- **READING PASSAGE**
========================================================================

The Cardinals expressed regret about the situation Tuesday.
"We're embarrassed, and he's embarrassed," manager Mike Matheny said, according to the St. Louis Post-Dispatch. "I'm not trying to shove my morality down anybody's throat. I've made that very clear. But I also need to be concerned about it [and] realize, is this something you'd want your kids to see? Is this something that you want to be known for? Is this how you want to be remembered?
"We are, like it or not, role models. Regardless of your moral compass and where it points, those sorts of things that we're talking about are not things we want our kids seeing."
Matheny said he has spoken with Martinez, who was "confused on what exactly happened" but "acknowledges, however, it did happen."
"He's willing to stand up and figure out how he's got to move forward," Matheny said, according to MLB.com.
On Wednesday, Martinez said his Twitter account was compromised.
"There was a confusion. My Twitter account was hacked," he told ESPNdeportes.com's Enrique Rojas. "It's my Twitter account and I understand what people are talking about and I should be responsible, but I want you to know that I do not have time to be doing that kind of thing.

========================================================================

- **REQUIRED TASK A**
In the news passage about the Cardinals, on what day did Martinez say his Twitter account had been compromised?
- **REQUIRED TASK B**
Write the next few sentences of the news passage about the Cardinals, starting after its final line.

- **DATASET SECTION**

========================================================================

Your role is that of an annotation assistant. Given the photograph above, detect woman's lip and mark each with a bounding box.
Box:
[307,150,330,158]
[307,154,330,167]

========================================================================

- **EXERCISE RESULT A**
Wednesday

- **EXERCISE RESULT B**
"I talked to my teammates, the manager, the general manager. Everybody understood that I was a victim. My agent helped me, and everyone was aware that I did nothing wrong. One must be aware that there are people out there willing to hurt me."
For now, the Cardinals are using what happened as a learning experience.
On Tuesday, Matheny spoke with players in the team's major league camp for the third time this spring about social media, saying any miscue "is one fraction of a second away from being all over the world."
"It heightens our urgency to make sure that we're diligent and we're disciplined to educate and to make aware that when something like this happens, it's going to be an embarrassment to you, and when something like this happens, it's going to be an embarrassment to us," Matheny said, according to MLB.com.
What happened with Martinez offered the latest example.
"It's tricky," Cardinals GM John Mozeliak said when asked whether Martinez would be penalized, according to the Post-Dispatch. "This was not something that was negative to the club in the sense of [being] mean-spirited. It was just a poor choice of sites visited. It wasn't the smartest thing to do, but it happened and we hope that it doesn't happen again, and we hope other people learn from it."
Martinez says he has.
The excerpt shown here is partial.